Exercise: What you return must match the entries word for word, minus the pictures.

Referring expression data
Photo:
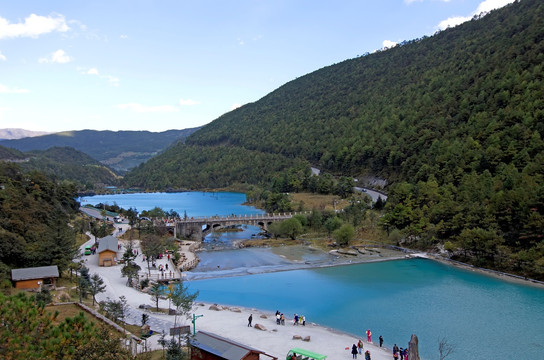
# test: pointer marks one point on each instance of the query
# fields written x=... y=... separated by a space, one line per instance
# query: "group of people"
x=401 y=353
x=358 y=349
x=297 y=319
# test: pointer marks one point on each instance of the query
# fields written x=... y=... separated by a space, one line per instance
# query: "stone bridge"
x=198 y=228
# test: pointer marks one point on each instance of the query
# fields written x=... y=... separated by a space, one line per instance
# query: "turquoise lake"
x=483 y=316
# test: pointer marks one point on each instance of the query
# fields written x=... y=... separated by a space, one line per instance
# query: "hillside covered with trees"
x=64 y=163
x=454 y=122
x=120 y=150
x=34 y=217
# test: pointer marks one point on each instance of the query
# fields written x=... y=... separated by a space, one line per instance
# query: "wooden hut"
x=107 y=251
x=208 y=346
x=36 y=277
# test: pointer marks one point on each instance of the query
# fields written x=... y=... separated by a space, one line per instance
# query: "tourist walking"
x=354 y=351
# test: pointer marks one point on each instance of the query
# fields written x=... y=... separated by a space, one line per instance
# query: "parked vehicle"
x=301 y=354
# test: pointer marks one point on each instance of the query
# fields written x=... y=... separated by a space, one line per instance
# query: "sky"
x=176 y=64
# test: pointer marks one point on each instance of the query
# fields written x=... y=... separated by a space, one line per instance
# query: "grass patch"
x=311 y=201
x=81 y=239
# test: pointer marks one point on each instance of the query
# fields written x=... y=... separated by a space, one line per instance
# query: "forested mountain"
x=121 y=150
x=15 y=133
x=65 y=163
x=34 y=217
x=10 y=154
x=454 y=122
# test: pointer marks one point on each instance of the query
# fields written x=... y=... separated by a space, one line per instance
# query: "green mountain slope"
x=454 y=121
x=65 y=163
x=34 y=217
x=10 y=154
x=121 y=150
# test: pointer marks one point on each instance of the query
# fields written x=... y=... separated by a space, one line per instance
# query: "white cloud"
x=59 y=57
x=484 y=7
x=453 y=21
x=143 y=108
x=33 y=26
x=489 y=5
x=94 y=71
x=387 y=44
x=7 y=90
x=188 y=102
x=111 y=79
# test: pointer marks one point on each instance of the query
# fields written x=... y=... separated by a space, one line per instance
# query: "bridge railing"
x=266 y=216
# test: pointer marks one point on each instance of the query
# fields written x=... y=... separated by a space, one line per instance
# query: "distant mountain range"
x=63 y=163
x=120 y=150
x=13 y=133
x=454 y=122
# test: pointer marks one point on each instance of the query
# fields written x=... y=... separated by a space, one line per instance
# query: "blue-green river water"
x=482 y=316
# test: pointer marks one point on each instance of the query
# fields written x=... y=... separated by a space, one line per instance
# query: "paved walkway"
x=116 y=287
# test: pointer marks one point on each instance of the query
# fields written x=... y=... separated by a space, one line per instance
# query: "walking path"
x=229 y=322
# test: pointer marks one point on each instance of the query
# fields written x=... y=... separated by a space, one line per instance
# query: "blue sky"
x=175 y=64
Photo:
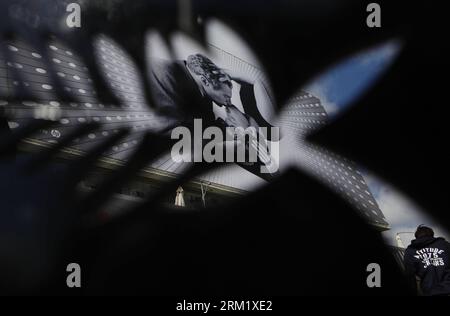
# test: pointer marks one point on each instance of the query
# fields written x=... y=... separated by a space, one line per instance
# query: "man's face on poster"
x=215 y=82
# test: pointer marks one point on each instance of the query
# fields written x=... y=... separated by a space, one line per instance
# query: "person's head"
x=423 y=231
x=214 y=81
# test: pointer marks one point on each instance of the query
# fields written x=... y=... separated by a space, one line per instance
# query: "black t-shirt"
x=429 y=259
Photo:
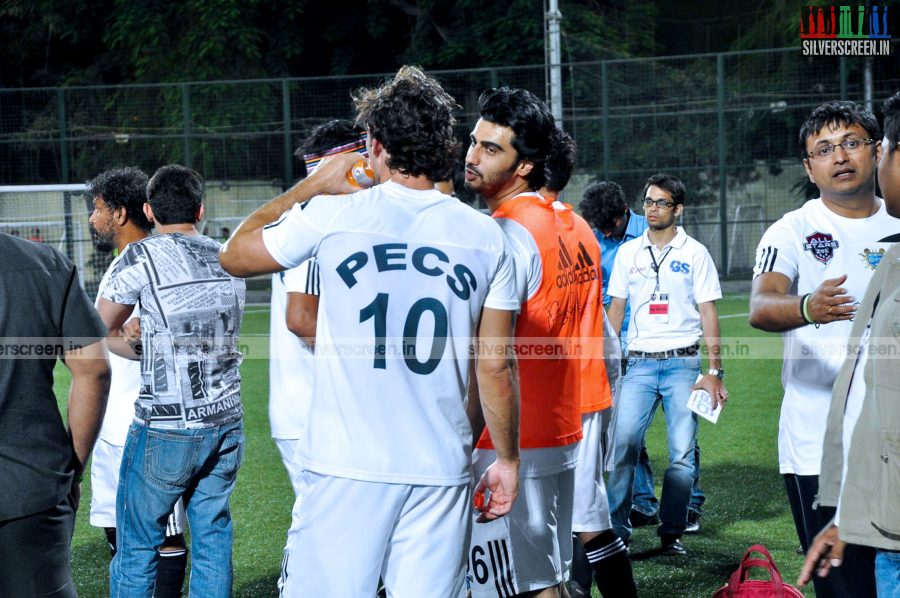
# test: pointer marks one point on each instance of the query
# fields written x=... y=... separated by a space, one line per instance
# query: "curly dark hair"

The completed task:
Photo:
# test: pointer marks one point on each instance of the query
# fields written x=... y=... separated by a space, one line per instance
# query: "group of people"
x=401 y=353
x=358 y=349
x=297 y=319
# test: pointer marks one point on each instance of the query
# fields written x=... y=... separated by a space, one line per instance
# query: "stone bridge"
x=198 y=228
# test: pointer marks one point on each instance of the query
# fields written x=... y=... separated by a space, one line per instance
# query: "turquoise lake"
x=483 y=316
# test: pointer marks one point on each instance of the query
# fields written x=... y=... separated by a space, one line per instance
# query: "hillside covered with trees"
x=64 y=163
x=454 y=122
x=120 y=150
x=34 y=217
# test: pointer marks one point on each instance of the query
# fields written x=... y=... separated by a space, one line per instance
# query: "wooden hut"
x=107 y=251
x=208 y=346
x=36 y=277
# test: pointer marks one point on each instance of the query
# fields written x=... y=... separated by a space, one line per instance
# query: "tourist walking"
x=354 y=351
# test: pointer marks one point on each instance of the query
# fields written x=... y=... separated by a space, one line per instance
# query: "parked vehicle"
x=301 y=354
# test: pointer marks one point on each instance of the query
# fields written x=... y=... separated by a space, one line per instance
# query: "sky"
x=176 y=64
# test: pointer marks one point on each instance of the query
# fields written x=... y=... separated by a space, one line per instance
# query: "grass patch"
x=311 y=201
x=81 y=239
# test: pointer marks one point on each instance of the query
# fields written x=... y=... separated by a space, one line per instance
# query: "forested mountain"
x=121 y=150
x=15 y=133
x=65 y=163
x=34 y=217
x=10 y=154
x=454 y=122
# test: pointer marks one point on each instance of the query
# fields written x=... y=... separated by a space, one line per instance
# query: "green mountain slope"
x=454 y=121
x=65 y=163
x=34 y=217
x=10 y=154
x=121 y=150
# test: pointer marks one point on each instance of the query
# fields written x=... y=... separated by a space, one line per instance
# query: "white cloud"
x=59 y=57
x=484 y=7
x=453 y=21
x=143 y=108
x=33 y=26
x=489 y=5
x=94 y=71
x=387 y=44
x=7 y=90
x=188 y=102
x=111 y=79
# test: pointer marks one point on each instance of the query
# fields written x=... y=... separated by a space, one line per instance
# query: "bridge railing"
x=266 y=216
# test: pointer marks one point on each instance of the query
# fields written x=... y=... separated by a space, one line per instance
# query: "distant mountain range"
x=63 y=163
x=120 y=150
x=13 y=133
x=454 y=122
# test: pointer marks one point on each instance of the query
# fields written x=... y=... separated by a space, one line per instance
# query: "blue-green river water"
x=482 y=316
# test: pointer marks one point on each instance of the query
# fields written x=... y=... separated by a space, one line per instance
# query: "paved walkway"
x=116 y=287
# test: pointer marks one point on each instance of the query
# fields written x=... y=... separated by a space, one line per instance
# query: "walking path"
x=229 y=322
# test: pointer marks one point on each instance of the query
# fields written x=... y=... separated by a space, one line per instance
# query: "blue sky"
x=175 y=64
Photo:
# test: pointer marks one point on each instance of the query
# fields written x=... y=... separated by a space, one line per instance
# query: "man's face on poster"
x=215 y=82
# test: pointer marks one point on each instance of the query
# fields written x=... y=... separated by a space, one line per instance
# query: "person's head"
x=423 y=231
x=214 y=81
# test: pointer marks one point on each instance of the query
# fields written x=... y=... separated by a space, one line per instance
# query: "black t-shirt"
x=429 y=259
Photo:
# test: pointer marks one point on each instance of the query
# fields written x=... y=... separated by a space, one line per instance
# query: "curly dark hair"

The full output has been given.